SUPPLIED MATERIAL:
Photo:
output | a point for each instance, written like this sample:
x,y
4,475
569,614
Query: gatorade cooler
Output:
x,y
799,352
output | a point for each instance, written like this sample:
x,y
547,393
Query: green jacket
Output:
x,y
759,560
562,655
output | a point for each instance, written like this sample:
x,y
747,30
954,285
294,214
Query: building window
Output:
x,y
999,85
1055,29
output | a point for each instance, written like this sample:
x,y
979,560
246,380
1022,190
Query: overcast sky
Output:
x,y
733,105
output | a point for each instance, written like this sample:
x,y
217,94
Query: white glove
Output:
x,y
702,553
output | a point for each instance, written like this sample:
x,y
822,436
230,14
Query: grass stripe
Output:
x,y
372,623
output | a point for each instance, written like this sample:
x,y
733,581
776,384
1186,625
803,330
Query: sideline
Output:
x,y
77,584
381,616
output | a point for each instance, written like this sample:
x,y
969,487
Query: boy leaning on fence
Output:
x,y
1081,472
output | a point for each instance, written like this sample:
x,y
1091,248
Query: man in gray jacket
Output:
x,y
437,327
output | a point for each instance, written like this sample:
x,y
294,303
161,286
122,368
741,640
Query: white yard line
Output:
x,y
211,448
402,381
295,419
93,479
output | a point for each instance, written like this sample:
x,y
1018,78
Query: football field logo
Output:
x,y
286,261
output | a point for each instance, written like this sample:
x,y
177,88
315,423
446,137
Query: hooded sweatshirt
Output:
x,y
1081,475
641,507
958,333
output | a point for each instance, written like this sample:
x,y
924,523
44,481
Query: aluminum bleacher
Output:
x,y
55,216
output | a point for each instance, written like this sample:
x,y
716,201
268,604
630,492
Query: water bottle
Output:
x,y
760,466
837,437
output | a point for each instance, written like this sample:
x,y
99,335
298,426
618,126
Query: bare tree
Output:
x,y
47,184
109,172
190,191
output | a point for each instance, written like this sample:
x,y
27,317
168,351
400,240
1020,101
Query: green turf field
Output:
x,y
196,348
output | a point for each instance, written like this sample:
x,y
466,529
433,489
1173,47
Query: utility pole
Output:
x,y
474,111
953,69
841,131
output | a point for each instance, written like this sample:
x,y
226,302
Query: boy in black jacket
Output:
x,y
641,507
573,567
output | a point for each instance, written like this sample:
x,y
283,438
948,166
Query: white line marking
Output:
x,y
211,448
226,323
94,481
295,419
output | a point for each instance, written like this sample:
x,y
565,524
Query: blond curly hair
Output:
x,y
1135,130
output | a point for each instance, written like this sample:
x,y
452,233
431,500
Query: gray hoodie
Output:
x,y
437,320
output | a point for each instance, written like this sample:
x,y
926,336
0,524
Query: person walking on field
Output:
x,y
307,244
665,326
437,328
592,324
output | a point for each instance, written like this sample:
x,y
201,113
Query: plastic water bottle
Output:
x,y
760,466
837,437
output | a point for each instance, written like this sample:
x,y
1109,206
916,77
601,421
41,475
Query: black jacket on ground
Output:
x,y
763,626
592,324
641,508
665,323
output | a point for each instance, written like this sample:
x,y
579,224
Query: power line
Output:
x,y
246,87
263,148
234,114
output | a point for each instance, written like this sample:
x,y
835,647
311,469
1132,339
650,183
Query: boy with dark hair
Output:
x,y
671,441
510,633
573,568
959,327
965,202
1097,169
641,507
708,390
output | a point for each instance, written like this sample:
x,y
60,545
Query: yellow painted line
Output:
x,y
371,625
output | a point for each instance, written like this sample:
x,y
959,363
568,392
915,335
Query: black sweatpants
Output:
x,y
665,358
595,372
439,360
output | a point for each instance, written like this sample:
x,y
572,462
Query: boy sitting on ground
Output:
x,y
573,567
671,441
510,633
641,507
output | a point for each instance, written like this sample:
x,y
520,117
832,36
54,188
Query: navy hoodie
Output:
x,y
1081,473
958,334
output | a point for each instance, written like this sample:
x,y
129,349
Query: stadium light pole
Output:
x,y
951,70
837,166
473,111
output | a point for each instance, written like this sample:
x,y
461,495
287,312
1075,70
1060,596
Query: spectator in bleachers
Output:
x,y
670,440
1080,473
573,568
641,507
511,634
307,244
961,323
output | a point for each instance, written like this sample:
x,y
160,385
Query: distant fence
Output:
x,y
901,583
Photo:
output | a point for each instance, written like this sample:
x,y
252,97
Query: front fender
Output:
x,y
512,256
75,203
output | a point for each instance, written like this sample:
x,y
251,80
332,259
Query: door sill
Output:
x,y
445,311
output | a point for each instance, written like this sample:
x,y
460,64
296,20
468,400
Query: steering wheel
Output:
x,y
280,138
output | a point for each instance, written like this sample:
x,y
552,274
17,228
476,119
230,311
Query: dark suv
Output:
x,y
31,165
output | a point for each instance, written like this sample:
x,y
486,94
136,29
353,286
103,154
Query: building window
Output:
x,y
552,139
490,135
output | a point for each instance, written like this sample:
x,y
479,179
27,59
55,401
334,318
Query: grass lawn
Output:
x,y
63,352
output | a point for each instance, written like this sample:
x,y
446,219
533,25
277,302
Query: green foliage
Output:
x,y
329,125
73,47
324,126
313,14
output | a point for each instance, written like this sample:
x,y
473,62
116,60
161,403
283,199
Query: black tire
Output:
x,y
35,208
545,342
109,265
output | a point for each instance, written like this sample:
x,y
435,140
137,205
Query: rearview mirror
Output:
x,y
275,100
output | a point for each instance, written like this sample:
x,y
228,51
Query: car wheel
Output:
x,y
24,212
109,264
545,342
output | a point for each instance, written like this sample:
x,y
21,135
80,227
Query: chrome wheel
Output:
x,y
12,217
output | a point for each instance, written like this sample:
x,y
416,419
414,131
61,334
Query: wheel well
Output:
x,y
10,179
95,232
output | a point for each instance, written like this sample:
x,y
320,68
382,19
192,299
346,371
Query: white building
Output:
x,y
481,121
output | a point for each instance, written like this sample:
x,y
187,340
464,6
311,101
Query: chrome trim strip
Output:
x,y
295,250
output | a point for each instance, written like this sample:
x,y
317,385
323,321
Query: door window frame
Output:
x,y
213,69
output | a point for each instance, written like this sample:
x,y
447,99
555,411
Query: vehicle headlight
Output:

WRITTEN INSTRUCTION: Send back every record, precisely as written.

WRITTEN ANSWER:
Photo:
output | a point for each instance, written like this sample:
x,y
4,475
569,614
Query: gatorade cooler
Output:
x,y
799,352
output | a point for each instance, written like this sample:
x,y
547,393
Query: green jacket
Output:
x,y
759,560
562,655
output | a point for each instance, written like this sample:
x,y
747,30
954,285
294,214
Query: building window
Output:
x,y
999,85
1055,29
output | a point for each instance, written like this sample:
x,y
979,560
246,380
1022,190
Query: overcast sky
Output:
x,y
733,105
output | a point for each instance, written like this sample:
x,y
217,94
Query: white glove
Output:
x,y
702,553
output | a point for each instance, written like this sample:
x,y
822,436
230,14
Query: grass stripe
Output:
x,y
372,623
output | a point for each instance, written like this sample:
x,y
733,581
776,384
1186,625
803,330
Query: sideline
Output:
x,y
77,584
381,616
output | a point for each instance, written like this sample:
x,y
969,487
Query: boy leaning on fence
Output:
x,y
1081,472
output | a point for each instance, written like this sample:
x,y
1091,248
Query: man in gray jacket
Output:
x,y
437,327
output | a point for each instance, written like this sample:
x,y
294,303
161,286
122,368
741,640
Query: white yard line
Output:
x,y
211,448
402,381
295,419
93,479
output | a point for each instance, written like this sample:
x,y
1018,78
Query: football field logo
Output:
x,y
286,261
output | a point for each instance, written like this sample:
x,y
177,88
315,423
446,137
Query: hooded sweatshirt
Output:
x,y
1081,475
641,507
958,333
output | a point for each instance, written like this sample:
x,y
924,523
44,481
Query: aluminum bleacher
Output:
x,y
55,216
output | a point for each instance, written like this sample:
x,y
716,201
268,604
630,492
Query: water bottle
Output:
x,y
760,466
837,437
output | a point for each instance, written like this sample:
x,y
99,335
298,426
618,126
Query: bare tree
Output:
x,y
47,184
109,172
190,191
output | a point for each instance, written like this sample:
x,y
27,317
168,351
400,240
1020,101
Query: green turf field
Output:
x,y
196,348
output | a point for each instance, written like this sample:
x,y
466,529
433,489
1173,47
Query: utility pole
Output:
x,y
474,111
953,69
841,131
output | a point for each instance, written like this sample:
x,y
226,302
Query: boy in black jacket
Output:
x,y
641,507
573,567
output | a point for each instance, written like this sample:
x,y
283,438
948,166
Query: white line marking
Output:
x,y
211,448
226,323
94,481
295,419
output | a point for each instance, written like this sample:
x,y
565,524
Query: blond curly hair
Output:
x,y
1135,130
output | a point for each instance, written like this sample:
x,y
452,233
431,500
Query: gray hoodie
Output:
x,y
437,320
output | a point for each instance, written like this sample:
x,y
926,336
0,524
Query: person walking on field
Output:
x,y
307,244
665,326
437,328
592,324
output | a point for each instance, written like this sample:
x,y
201,113
Query: plastic water bottle
Output:
x,y
760,466
837,437
output | a point for each instance, written like this sample:
x,y
1109,206
916,77
601,421
41,475
Query: black jacket on ground
Output:
x,y
763,626
592,324
641,508
665,323
output | a point for each instance, written like this sample:
x,y
579,224
Query: power line
Output:
x,y
246,87
263,148
234,114
output | a point for each instance, written like this sample:
x,y
835,647
311,469
1132,339
650,183
Query: boy with dark hair
Output:
x,y
671,441
510,633
573,568
959,327
965,202
1097,169
641,507
708,390
output | a point for each instance, written like this sample:
x,y
60,545
Query: yellow painted line
Output:
x,y
371,625
output | a point for each instance, written like this sample:
x,y
959,363
568,392
915,335
Query: black sweatpants
Output:
x,y
665,358
595,372
439,360
output | a point for each instance, written like this sample:
x,y
572,462
Query: boy sitting on ground
Output:
x,y
573,567
671,441
510,633
641,507
output | a point for each instance, written like this sample:
x,y
520,117
832,36
54,188
Query: navy hoodie
Output:
x,y
1081,473
958,334
output | a point for each instance, written like this sample:
x,y
129,349
Query: stadium light pole
Output:
x,y
951,70
837,166
473,111
output | a point for each instance, written like this sample:
x,y
461,495
287,312
1075,70
1060,596
Query: spectator in bleachers
Output:
x,y
670,440
1080,473
573,568
641,507
511,634
307,244
961,323
output | a point for each instance, written like this sample:
x,y
160,385
Query: distant fence
Output:
x,y
901,583
Photo:
output | a point for each instance, written like this sample:
x,y
252,97
Query: front fender
Output:
x,y
512,256
75,203
output | a point for each instance, written like this sample:
x,y
251,80
332,259
Query: door sill
Output:
x,y
445,311
output | a point for each instance, written like this sample:
x,y
460,64
296,20
468,400
Query: steering wheel
Output:
x,y
280,138
output | a point for each instance, written like this sample:
x,y
552,274
17,228
476,119
230,311
Query: dark suv
Output:
x,y
31,165
output | a point for each instance, written like this sample:
x,y
486,94
136,29
353,286
103,154
Query: building window
Output:
x,y
552,139
490,135
output | a point for each instance, written like this sample:
x,y
479,179
27,59
55,401
334,318
Query: grass lawn
Output:
x,y
63,352
output | a point for each instance, written like this sample:
x,y
446,219
533,25
277,302
Query: green foliage
Output:
x,y
329,125
73,47
324,126
313,14
output | a point for each instance, written like this sample:
x,y
473,62
116,60
161,403
283,199
Query: black tire
Output:
x,y
35,208
545,342
109,265
output | a point for each instance, written like this sample:
x,y
435,140
137,205
Query: rearview mirror
Output:
x,y
275,100
output | a point for each instance, written like this sample:
x,y
228,51
Query: car wheel
Output:
x,y
24,212
109,264
545,342
output | a point for each instance, written like this sample:
x,y
21,135
80,227
Query: chrome wheel
Output:
x,y
12,217
output | a point for each instance, written like this sample:
x,y
416,419
414,131
61,334
Query: wheel well
Output:
x,y
10,179
95,232
output | a point for each instance, written like this sample:
x,y
320,68
382,19
192,299
346,371
Query: white building
Output:
x,y
481,121
output | a point for each instance, written like this sample:
x,y
187,340
464,6
311,101
Query: chrome trim strip
Output:
x,y
295,250
output | a point for each instance, written like this sample:
x,y
317,385
323,321
Query: door window frame
Output:
x,y
213,69
output | a point for each instance, written like this sample:
x,y
447,99
555,411
Query: vehicle headlight
Output:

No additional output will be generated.